BEGIN Information

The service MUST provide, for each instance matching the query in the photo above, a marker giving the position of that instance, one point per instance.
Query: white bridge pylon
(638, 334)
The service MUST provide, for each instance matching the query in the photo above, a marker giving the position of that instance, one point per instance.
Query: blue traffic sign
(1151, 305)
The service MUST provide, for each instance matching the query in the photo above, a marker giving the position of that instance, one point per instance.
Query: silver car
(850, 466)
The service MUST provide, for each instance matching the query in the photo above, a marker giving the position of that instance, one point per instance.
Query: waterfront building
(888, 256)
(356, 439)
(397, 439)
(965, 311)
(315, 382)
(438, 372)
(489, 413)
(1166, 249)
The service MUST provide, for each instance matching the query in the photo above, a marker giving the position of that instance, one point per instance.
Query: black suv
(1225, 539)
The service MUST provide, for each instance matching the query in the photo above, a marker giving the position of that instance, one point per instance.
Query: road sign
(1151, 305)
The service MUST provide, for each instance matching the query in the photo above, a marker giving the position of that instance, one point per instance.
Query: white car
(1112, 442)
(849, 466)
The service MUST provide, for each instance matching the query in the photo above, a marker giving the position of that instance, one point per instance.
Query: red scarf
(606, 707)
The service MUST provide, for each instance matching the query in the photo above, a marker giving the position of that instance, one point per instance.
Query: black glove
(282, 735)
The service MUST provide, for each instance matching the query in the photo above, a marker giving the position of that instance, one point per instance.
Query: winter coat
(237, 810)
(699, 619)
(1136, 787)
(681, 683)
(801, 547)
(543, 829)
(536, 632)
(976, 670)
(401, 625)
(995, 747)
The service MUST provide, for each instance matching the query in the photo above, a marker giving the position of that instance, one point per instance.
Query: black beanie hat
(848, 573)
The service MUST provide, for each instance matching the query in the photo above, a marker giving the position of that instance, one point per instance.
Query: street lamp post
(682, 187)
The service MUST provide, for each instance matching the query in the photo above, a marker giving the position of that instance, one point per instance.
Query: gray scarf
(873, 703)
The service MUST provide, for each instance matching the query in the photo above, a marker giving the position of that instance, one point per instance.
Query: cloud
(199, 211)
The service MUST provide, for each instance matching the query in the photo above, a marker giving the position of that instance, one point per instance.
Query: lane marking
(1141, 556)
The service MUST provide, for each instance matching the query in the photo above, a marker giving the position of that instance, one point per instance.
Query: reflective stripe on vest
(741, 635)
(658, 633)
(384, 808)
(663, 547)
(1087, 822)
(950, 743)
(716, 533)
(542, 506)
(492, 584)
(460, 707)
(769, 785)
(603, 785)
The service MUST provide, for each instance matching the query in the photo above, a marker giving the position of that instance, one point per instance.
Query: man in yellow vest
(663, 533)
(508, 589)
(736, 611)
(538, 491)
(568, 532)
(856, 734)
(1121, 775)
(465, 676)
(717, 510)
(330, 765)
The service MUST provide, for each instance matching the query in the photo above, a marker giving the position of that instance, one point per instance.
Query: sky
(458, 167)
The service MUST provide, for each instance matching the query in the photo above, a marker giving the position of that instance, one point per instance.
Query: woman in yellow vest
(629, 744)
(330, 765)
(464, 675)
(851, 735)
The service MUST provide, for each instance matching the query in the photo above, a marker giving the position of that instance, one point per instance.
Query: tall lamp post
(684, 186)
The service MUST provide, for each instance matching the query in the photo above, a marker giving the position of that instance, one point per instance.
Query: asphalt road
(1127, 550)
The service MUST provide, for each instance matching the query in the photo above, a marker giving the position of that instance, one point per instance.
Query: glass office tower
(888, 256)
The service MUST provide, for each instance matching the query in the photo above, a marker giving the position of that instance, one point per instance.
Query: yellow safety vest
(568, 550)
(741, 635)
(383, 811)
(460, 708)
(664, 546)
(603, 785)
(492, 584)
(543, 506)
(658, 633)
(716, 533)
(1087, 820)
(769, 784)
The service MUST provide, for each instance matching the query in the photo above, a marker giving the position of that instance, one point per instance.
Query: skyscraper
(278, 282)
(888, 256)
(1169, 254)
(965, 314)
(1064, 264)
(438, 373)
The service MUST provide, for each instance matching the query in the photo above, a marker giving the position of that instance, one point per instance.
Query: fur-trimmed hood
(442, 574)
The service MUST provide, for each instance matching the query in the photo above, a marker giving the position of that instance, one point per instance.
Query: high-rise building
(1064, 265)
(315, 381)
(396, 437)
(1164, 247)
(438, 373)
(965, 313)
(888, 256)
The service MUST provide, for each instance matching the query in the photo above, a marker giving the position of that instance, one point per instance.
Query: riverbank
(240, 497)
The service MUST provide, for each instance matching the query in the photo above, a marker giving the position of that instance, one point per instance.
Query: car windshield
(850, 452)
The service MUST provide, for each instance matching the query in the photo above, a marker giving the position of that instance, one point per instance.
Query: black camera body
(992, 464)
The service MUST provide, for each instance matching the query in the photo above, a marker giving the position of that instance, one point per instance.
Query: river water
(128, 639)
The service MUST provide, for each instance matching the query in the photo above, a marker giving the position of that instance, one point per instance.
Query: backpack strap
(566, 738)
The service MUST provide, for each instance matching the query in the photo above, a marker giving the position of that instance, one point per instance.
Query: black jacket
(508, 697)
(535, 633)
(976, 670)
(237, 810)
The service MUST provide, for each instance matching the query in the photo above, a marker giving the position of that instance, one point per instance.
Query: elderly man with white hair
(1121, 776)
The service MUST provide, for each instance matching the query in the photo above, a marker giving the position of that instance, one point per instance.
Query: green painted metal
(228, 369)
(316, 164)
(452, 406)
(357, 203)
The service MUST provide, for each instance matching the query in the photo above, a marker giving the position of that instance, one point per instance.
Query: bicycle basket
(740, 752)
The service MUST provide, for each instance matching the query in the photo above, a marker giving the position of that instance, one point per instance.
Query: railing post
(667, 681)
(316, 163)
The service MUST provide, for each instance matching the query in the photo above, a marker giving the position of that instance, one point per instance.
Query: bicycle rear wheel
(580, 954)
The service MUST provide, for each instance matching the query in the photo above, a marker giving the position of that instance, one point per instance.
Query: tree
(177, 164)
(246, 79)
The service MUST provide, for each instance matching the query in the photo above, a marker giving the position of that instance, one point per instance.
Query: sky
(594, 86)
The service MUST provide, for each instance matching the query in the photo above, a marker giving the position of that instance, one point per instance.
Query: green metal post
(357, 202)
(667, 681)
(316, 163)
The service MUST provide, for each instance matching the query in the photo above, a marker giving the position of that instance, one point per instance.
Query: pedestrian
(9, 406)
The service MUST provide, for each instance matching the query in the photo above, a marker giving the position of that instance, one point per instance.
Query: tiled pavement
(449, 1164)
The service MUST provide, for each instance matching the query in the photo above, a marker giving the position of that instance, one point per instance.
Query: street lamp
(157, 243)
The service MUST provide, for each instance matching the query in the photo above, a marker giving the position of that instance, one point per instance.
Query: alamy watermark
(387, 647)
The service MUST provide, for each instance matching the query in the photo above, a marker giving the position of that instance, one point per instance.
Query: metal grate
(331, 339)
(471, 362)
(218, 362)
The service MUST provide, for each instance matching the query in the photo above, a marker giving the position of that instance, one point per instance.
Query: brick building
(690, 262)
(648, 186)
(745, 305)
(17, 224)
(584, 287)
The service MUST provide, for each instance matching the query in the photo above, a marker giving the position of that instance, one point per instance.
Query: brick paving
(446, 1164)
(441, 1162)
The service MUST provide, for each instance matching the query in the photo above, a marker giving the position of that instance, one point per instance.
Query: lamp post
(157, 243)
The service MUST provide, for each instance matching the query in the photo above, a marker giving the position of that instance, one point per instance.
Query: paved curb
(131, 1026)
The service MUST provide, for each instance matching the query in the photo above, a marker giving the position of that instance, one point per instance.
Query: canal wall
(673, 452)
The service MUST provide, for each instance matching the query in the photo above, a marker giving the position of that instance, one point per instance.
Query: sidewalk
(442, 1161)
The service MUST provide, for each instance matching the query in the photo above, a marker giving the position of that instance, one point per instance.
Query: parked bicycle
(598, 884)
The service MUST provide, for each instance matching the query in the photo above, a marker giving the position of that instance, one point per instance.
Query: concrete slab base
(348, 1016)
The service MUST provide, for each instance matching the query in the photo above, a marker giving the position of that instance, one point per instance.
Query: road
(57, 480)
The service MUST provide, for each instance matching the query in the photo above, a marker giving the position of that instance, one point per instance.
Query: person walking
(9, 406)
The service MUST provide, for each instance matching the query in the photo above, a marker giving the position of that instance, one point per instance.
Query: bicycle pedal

END Information

**Work instruction**
Nothing but the lines from the line containing "Query: concrete slab base" through the final line of the entries should appear in your answer, copied exactly.

**Your solution**
Query: concrete slab base
(348, 1016)
The service MUST provide, for each instance matching the query in the photo above, a marker giving the position of that instance, one point per instance.
Query: road
(57, 480)
The service MUST provide, for each instance matching the query in the photo above, a marker giving the position of that instance, one point per instance.
Query: person walking
(9, 406)
The service MUST provide, for each instance matching the query in the photo above, a marker giving the position of that instance, one point per instance.
Query: bicycle pedal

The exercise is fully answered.